— Problem description —
Give each distinct username that heads a post in the forum thread below, listing each name only once.
— START OF Page excerpt —
# Whats Up?



## blackace (Aug 17, 2004)

I been viewing this forum for a while now and thought I would finally sign up and say "HI".

This is a very interesting forum. I am used to figure models and nice to other aspects of modeling. Alot of Sci-Fi people here.

I see alot of other members that I know from the Clubhouse here. For others here I hope to get to know everyone.


----------



## fluke (Feb 27, 2001)

*Howdy dude! and WELCOME!* :wave: It's a little bit more fun and off the wall here than over at the Club House. except for John P. Watch out for that guy....very serious and real mean! .......but much better when he's on his meds!:freak: 

You will see Qtan here once in a while too.​


----------



## dreamer (Jan 1, 1970)

You won't see me, though. I never come in here. Never.

Welcome to the BB! :wave:

Man, I used to know people from there and here both, but haven't been there in ages. SuperElvis still over there?


----------



## fluke (Feb 27, 2001)

Hey I just saw *AVP* with Super Elvis!.....He's another one you gotta watch out for....GOOD FIGURE guy but kinda flakey!  :freak:


----------



## John P (Sep 1, 1999)
— END OF Page excerpt —
— START OF Material supplied —
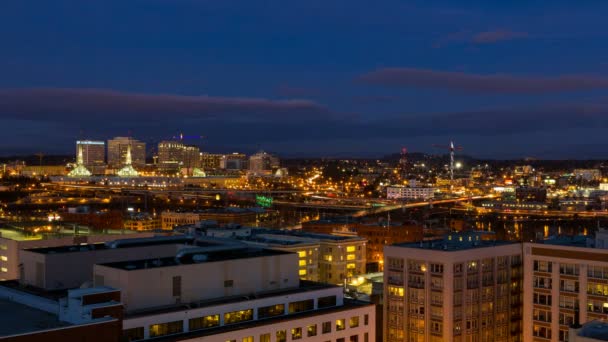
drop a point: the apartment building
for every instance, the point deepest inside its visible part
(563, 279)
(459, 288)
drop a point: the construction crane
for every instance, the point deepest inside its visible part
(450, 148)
— END OF Material supplied —
— START OF Material supplied —
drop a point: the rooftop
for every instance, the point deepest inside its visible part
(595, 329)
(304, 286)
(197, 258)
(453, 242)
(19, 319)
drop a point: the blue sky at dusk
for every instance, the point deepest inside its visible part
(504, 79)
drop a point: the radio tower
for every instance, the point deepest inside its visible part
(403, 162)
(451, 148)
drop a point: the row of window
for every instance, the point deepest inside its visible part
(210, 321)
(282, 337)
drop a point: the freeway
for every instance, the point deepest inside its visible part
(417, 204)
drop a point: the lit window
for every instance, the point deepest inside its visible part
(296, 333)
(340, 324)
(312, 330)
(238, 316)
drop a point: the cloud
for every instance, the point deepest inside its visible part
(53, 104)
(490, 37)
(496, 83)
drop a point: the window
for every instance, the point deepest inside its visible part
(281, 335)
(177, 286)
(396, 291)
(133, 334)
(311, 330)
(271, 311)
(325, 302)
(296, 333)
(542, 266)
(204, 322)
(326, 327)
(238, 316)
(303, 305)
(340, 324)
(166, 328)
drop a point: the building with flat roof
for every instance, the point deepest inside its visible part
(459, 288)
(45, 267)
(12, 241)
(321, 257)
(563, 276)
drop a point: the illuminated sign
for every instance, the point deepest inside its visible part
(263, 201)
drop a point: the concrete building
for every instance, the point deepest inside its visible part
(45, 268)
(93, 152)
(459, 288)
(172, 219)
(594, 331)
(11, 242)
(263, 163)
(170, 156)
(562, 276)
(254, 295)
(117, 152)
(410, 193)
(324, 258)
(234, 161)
— END OF Material supplied —
— Solution to this problem —
blackace, fluke, dreamer, John P